Records from a dataset
_ _ _ _

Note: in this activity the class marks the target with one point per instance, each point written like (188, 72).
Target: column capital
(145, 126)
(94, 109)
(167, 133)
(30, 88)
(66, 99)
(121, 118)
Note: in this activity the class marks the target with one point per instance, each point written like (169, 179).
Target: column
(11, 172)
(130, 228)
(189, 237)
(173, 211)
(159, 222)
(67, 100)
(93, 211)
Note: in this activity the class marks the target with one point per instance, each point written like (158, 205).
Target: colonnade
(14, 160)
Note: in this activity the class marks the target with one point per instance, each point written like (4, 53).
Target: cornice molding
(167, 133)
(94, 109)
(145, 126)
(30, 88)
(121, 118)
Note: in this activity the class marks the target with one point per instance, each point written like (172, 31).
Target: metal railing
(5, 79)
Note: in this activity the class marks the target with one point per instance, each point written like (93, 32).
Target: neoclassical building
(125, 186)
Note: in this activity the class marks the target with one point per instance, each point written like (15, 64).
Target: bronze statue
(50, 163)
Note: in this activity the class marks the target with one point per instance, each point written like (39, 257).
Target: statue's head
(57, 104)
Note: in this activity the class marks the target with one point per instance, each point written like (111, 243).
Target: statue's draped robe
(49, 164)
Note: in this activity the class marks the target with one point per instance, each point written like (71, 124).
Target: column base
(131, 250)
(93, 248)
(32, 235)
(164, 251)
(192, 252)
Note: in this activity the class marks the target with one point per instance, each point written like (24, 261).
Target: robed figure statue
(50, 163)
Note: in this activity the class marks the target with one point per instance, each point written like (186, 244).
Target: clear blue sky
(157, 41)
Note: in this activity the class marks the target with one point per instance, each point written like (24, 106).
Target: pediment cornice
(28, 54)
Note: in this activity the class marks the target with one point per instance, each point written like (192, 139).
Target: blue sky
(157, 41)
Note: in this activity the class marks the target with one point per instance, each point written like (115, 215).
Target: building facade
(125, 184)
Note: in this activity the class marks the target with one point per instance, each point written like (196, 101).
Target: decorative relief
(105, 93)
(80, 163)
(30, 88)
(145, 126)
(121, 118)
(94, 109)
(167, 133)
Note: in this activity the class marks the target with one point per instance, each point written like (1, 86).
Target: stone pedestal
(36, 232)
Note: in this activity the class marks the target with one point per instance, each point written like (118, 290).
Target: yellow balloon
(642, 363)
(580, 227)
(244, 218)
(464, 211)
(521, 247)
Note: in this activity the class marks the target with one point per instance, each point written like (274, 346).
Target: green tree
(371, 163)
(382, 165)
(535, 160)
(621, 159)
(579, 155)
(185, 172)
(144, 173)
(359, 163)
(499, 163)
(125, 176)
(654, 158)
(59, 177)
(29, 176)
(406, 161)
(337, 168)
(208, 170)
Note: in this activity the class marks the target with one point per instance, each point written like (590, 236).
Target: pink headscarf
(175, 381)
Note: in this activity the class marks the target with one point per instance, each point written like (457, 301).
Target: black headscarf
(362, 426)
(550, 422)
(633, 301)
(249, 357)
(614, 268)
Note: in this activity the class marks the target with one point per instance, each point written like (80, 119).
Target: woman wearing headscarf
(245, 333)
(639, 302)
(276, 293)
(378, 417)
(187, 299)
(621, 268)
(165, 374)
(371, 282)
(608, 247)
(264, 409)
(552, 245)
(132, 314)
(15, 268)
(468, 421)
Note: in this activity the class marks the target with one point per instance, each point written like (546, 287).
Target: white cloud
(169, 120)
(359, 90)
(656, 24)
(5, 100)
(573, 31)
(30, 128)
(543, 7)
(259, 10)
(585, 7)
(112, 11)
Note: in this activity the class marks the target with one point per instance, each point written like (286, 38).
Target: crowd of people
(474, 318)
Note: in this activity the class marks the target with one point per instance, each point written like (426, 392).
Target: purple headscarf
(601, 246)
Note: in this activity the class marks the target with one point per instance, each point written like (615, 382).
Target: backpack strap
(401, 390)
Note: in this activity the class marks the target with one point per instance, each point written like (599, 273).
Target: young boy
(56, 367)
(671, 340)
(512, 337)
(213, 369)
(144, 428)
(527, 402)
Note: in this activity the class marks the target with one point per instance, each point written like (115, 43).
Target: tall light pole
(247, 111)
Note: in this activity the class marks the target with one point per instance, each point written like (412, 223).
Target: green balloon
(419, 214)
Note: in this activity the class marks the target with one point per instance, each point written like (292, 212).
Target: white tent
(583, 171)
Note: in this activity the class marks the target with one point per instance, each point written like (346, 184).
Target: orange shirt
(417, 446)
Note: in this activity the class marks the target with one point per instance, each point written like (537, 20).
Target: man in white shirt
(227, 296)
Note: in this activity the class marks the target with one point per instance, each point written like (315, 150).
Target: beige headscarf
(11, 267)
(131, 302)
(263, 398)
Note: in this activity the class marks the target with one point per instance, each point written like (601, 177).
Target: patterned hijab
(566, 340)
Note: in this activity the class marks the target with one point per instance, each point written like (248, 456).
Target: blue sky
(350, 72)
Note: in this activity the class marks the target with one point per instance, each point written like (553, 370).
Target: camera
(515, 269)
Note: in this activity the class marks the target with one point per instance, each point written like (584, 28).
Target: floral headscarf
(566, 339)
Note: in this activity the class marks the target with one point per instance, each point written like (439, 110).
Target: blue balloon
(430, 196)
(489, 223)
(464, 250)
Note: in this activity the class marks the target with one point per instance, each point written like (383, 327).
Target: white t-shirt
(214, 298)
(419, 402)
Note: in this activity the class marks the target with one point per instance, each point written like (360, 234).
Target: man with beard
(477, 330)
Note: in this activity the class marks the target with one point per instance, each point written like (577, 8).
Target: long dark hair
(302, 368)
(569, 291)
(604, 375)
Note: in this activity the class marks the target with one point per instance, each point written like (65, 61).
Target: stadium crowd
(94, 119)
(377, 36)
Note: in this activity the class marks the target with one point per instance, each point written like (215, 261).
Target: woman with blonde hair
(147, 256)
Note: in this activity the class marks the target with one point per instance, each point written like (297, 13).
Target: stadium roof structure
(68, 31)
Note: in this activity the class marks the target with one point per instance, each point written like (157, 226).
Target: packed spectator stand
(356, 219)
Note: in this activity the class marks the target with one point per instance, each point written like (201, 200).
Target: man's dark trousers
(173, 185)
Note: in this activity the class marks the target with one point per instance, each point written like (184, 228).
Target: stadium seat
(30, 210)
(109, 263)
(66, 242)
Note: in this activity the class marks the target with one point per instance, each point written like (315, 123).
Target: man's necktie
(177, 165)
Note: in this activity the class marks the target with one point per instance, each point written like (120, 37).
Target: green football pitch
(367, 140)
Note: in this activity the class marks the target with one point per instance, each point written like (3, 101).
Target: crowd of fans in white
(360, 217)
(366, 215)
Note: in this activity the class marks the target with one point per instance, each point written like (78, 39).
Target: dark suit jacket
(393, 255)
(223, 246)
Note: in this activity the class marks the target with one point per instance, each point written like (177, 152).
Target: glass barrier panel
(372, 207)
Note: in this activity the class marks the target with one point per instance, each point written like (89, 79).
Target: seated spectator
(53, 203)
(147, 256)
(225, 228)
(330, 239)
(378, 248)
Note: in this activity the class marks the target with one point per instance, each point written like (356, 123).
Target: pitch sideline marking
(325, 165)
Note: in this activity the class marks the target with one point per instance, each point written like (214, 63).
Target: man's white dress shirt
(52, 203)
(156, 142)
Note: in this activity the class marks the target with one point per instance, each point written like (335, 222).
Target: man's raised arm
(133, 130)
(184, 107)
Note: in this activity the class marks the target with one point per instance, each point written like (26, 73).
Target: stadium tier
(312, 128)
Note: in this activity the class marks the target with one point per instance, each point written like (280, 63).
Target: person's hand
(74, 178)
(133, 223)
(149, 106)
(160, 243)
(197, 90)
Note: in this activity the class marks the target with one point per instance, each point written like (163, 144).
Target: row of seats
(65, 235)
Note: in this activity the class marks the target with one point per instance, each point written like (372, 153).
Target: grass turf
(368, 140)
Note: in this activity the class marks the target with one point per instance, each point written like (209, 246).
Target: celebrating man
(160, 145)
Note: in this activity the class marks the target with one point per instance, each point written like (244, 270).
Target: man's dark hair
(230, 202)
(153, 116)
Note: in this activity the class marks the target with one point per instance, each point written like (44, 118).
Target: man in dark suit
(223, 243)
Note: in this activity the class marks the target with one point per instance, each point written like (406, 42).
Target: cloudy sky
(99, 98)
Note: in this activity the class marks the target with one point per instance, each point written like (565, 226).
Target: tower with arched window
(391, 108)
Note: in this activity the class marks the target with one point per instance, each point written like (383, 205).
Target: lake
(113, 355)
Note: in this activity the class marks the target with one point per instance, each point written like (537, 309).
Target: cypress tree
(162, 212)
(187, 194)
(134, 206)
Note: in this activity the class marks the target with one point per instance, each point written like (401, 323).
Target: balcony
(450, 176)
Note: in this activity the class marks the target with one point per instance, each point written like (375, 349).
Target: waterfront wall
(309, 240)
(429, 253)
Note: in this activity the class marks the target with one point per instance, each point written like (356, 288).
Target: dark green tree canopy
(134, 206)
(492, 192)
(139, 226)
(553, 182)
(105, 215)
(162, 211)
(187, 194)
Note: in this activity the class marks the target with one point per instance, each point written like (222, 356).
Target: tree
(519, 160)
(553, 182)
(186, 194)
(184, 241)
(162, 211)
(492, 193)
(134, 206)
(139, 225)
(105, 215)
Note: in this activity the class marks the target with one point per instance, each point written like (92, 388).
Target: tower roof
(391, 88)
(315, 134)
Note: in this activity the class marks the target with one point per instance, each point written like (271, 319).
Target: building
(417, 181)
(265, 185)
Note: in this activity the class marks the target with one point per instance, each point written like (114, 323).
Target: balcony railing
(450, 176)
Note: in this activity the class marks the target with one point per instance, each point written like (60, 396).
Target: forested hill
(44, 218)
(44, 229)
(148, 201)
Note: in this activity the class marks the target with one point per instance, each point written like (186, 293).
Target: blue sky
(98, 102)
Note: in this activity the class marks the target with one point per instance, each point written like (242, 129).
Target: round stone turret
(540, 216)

_ _ _ _

▶ [ASSIGNMENT]
From the records above, quote only the lines running from the line with "like (215, 261)." to the line with "like (89, 79).", both lines included.

▶ [TASK ANSWER]
Note: in this activity the class marks the target with one point per instance, each point written like (215, 261).
Target: woman with blonde hair
(147, 256)
Note: in this activity the class marks the target with one point per instance, each point written like (297, 13).
Target: stadium roof structure
(68, 31)
Note: in this activity the class marks the target with one point per instance, each point written like (157, 226).
Target: packed spectator stand
(356, 219)
Note: in this activity the class marks the target with one point per instance, each point written like (201, 200).
Target: man's dark trousers
(173, 185)
Note: in this activity the class marks the target with one point per instance, each point written like (184, 228).
Target: stadium seat
(30, 210)
(109, 263)
(66, 242)
Note: in this activity the class marks the target with one point per instance, each point written like (315, 123).
Target: man's necktie
(177, 165)
Note: in this activity the class marks the target with one point per instance, each point written like (120, 37).
Target: green football pitch
(367, 140)
Note: in this activity the class marks the target with one point per instance, each point written like (3, 101).
Target: crowd of fans in white
(360, 217)
(366, 215)
Note: in this activity the class marks the target with one point per instance, each point written like (78, 39).
Target: dark suit jacket
(393, 255)
(223, 246)
Note: in this activity the class marks the target with one point per instance, each point written like (177, 152).
Target: glass barrier panel
(372, 207)
Note: in this activity the class marks the target with one point per instance, each point written like (89, 79).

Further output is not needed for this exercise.